_WHAT YOU SHOULD DO:_ The expected response is a copy of every line in the entries below that includes the word "mask".

_INPUT DATA:_
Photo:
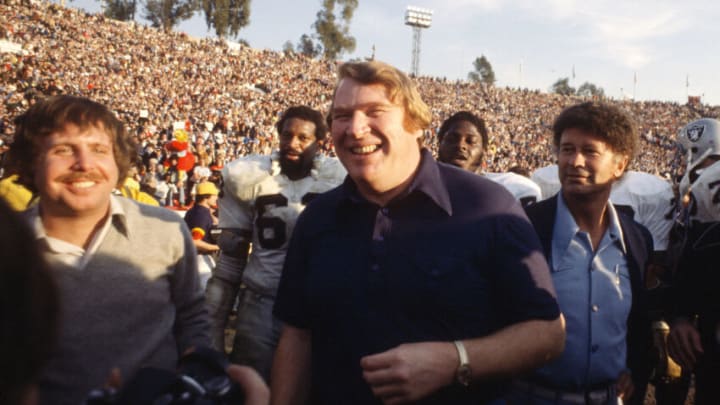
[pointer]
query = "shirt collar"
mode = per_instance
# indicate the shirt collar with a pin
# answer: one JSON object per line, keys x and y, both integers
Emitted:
{"x": 566, "y": 227}
{"x": 427, "y": 181}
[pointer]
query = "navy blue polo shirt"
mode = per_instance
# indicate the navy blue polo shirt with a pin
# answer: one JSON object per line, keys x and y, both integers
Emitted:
{"x": 454, "y": 257}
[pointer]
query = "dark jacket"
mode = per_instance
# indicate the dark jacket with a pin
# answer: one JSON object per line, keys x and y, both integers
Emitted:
{"x": 639, "y": 246}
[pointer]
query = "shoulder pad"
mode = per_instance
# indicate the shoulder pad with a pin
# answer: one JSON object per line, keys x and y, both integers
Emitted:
{"x": 241, "y": 175}
{"x": 642, "y": 184}
{"x": 706, "y": 191}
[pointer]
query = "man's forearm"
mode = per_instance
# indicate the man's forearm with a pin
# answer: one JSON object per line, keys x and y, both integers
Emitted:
{"x": 517, "y": 348}
{"x": 290, "y": 382}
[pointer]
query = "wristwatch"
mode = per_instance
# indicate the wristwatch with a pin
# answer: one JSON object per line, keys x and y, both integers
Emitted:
{"x": 463, "y": 375}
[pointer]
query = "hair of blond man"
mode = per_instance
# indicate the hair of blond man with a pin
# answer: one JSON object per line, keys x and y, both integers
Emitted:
{"x": 400, "y": 88}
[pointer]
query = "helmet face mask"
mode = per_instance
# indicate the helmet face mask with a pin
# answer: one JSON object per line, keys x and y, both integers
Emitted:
{"x": 698, "y": 140}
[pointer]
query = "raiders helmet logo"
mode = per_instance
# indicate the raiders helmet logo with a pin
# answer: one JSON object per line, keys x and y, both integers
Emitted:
{"x": 695, "y": 132}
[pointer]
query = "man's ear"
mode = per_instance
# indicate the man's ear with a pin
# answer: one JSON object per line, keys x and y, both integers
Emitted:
{"x": 621, "y": 162}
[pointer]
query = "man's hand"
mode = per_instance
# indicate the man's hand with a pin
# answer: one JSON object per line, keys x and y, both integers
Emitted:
{"x": 255, "y": 390}
{"x": 684, "y": 344}
{"x": 410, "y": 371}
{"x": 625, "y": 386}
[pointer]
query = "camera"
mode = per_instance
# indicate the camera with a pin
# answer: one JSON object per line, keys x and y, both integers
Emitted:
{"x": 200, "y": 380}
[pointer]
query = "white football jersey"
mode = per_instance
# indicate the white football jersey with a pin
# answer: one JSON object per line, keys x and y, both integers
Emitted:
{"x": 524, "y": 189}
{"x": 257, "y": 197}
{"x": 705, "y": 194}
{"x": 651, "y": 200}
{"x": 548, "y": 180}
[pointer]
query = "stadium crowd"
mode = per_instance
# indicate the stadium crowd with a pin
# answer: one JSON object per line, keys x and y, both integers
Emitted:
{"x": 230, "y": 96}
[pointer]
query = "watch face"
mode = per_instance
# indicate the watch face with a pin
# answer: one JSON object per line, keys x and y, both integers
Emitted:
{"x": 464, "y": 375}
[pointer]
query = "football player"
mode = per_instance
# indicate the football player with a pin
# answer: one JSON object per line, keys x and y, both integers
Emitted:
{"x": 261, "y": 200}
{"x": 463, "y": 139}
{"x": 699, "y": 190}
{"x": 695, "y": 330}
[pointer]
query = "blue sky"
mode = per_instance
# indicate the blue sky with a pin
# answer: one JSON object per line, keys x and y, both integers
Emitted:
{"x": 530, "y": 43}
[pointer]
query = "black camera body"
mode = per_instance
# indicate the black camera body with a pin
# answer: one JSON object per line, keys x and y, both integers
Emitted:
{"x": 200, "y": 380}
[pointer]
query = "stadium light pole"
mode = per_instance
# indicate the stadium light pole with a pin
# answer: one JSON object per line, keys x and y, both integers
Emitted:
{"x": 418, "y": 18}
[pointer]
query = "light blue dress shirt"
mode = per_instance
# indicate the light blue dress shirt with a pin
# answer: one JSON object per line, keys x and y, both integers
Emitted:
{"x": 593, "y": 290}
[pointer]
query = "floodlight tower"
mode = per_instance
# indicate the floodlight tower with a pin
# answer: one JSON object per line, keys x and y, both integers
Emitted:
{"x": 418, "y": 18}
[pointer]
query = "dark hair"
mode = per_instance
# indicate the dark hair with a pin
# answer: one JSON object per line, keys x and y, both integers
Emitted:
{"x": 478, "y": 122}
{"x": 53, "y": 114}
{"x": 305, "y": 113}
{"x": 611, "y": 124}
{"x": 29, "y": 305}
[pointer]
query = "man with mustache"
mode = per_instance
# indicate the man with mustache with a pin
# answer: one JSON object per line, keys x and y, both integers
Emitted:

_ANSWER SECTION:_
query = "helmet face mask"
# indicate the helmet face mask with a pin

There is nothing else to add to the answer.